═════ Available records ═════

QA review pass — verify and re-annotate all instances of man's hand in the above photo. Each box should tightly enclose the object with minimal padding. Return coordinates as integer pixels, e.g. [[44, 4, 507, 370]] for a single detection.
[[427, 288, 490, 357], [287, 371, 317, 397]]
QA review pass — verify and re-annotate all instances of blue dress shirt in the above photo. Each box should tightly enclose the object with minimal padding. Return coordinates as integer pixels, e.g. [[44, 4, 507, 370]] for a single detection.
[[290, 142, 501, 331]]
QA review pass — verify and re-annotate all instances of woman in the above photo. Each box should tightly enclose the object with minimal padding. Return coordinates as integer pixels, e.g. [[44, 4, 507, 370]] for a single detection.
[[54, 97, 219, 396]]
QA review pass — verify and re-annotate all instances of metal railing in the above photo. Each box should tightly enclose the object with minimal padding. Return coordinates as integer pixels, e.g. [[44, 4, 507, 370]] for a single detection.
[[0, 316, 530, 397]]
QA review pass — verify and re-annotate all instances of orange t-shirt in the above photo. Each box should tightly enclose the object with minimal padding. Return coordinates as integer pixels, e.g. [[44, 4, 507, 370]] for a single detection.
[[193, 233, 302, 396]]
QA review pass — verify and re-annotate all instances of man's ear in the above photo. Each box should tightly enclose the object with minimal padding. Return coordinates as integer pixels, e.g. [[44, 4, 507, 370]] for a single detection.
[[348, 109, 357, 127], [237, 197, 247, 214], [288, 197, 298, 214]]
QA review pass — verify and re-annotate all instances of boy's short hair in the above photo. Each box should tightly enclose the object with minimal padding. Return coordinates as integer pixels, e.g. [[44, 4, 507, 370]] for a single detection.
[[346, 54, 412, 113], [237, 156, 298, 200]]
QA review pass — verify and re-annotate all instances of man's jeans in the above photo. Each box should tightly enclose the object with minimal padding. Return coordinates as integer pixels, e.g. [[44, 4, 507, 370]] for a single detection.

═════

**Your task**
Write out all of the records above again, word for word and with nothing changed.

**Answer to the exercise**
QA review pass — verify and re-annotate all instances of man's hand in the above photo. Each box should tightly enclose the object with minimal padding. Return coordinates as integer pixels, e.g. [[44, 4, 507, 370]] for a single detection.
[[427, 288, 490, 357], [287, 371, 317, 397]]
QA review pass — verify and re-annotate all instances of blue dress shirt in the above photo. Each box should tightly enclose the object with minimal padding. Return coordinates as integer pixels, e.g. [[44, 4, 507, 370]] for a single detection.
[[290, 142, 501, 331]]
QA review pass — verify and re-annotate all instances of woman in the above photo. Each box should tightly enclose the object with minimal padding. Return coordinates as integer pixels, e.g. [[44, 4, 507, 370]] for a single detection.
[[54, 97, 219, 396]]
QA review pass — verify and re-annotate all instances of metal railing in the above photo. Each box should tightly enclose the object with minimal padding. Return coordinates as integer pixels, e.g. [[44, 4, 507, 370]] for a single detection.
[[0, 316, 530, 397]]
QA review pass — verify and re-annotate all instances of orange t-shirt in the above photo. Each box should tightly enclose the object with minimal padding. Return coordinates as integer pixels, e.g. [[44, 4, 507, 370]] for a single detection.
[[193, 233, 302, 396]]
QA review pass — verify and re-annotate all instances of man's ear in the above photo. Each box should tightly enclose the object with minimal padding. Return coordinates as integer pixels, e.g. [[44, 4, 507, 370]] for a single detection.
[[348, 109, 357, 127], [237, 197, 247, 214], [288, 197, 298, 214]]
QA review pass — verify and re-annotate all instances of boy's short hair in the above photo. Each box should tightly enclose the object with minimal padding. Return coordinates as integer pixels, e.g. [[44, 4, 507, 370]] for a single detection.
[[346, 54, 412, 113], [237, 156, 298, 200]]
QA review pass — verify and re-annotate all instances of man's jeans in the above photo. Each box should tightly enclose the object with minimal padding. Return coordinates as integer pixels, e.g. [[44, 4, 507, 370]] for a single detection.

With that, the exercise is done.